(Records)
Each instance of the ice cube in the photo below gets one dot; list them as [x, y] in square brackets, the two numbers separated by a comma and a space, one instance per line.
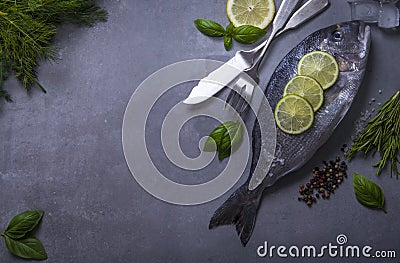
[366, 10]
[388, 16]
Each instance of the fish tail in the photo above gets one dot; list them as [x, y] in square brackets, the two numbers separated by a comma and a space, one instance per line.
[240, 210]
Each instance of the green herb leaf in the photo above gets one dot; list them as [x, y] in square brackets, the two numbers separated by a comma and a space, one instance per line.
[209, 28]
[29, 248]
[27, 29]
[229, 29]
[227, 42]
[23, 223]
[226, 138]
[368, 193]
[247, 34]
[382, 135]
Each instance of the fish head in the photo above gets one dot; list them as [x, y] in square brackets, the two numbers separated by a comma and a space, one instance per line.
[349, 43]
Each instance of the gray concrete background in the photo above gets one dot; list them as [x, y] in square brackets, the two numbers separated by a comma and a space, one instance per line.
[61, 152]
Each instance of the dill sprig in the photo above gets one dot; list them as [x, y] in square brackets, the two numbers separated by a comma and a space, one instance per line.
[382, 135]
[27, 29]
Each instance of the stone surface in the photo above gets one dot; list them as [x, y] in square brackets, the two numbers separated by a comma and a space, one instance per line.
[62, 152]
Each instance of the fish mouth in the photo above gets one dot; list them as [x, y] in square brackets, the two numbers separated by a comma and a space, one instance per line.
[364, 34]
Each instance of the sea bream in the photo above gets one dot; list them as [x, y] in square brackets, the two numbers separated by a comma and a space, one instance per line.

- WORK TO BE COMPLETED
Rename "gray concrete background" to "concrete backdrop" throughout the entries above and write out all of them again with nothing else changed. Leave the pictures out.

- COMPLETE ANSWER
Each instance of the ice cube in the photo below gets one dot; list them as [x, y] in square brackets, the two numbers separated by a comma and a space, one instance per line.
[366, 10]
[388, 16]
Each instance of the fish tail in the photo above gets one dot; list them as [x, y] in square brackets, the two numbers separated by a comma and a space, one instance per line.
[240, 210]
Each instance of the green herb leaf in the photo above gets one dot; list them as [x, y] in square brackets, the two numbers separated by a comma and a space, one instance per line.
[209, 28]
[29, 248]
[27, 29]
[229, 29]
[227, 42]
[23, 223]
[226, 138]
[368, 193]
[247, 34]
[382, 135]
Each instance of the fish head in the photo above gets one dot; list them as [x, y] in square brackets, the two numbers separated by a comma and a space, one instance per line.
[349, 43]
Each instance of the concrete backdrop in the photo above gets one dot; list them as [x, y] in square brackets, the two numbers separated by a comma and a space, one instance per line.
[61, 152]
Each instance of the dill sprig in the photo above gets one dot; list them as [x, y] in square brackets, the two numbers separated by a comma and a space, one instance per line.
[382, 135]
[27, 29]
Each instance of the stone surface in the photo above gets one dot; list them as [x, y] in square brackets, the two numbers separated by a comma and a space, one instance per line.
[62, 152]
Each instance of the fish mouth in the photo above gets one dot; list them as [x, y] in square brackets, the two numbers separated by a comma and a space, one instance per line.
[364, 34]
Each instance of the sea bream in the photo above gets one dot; list them as [x, y] in square brackets, the two numbers separated by a comma and a space, one instance per line.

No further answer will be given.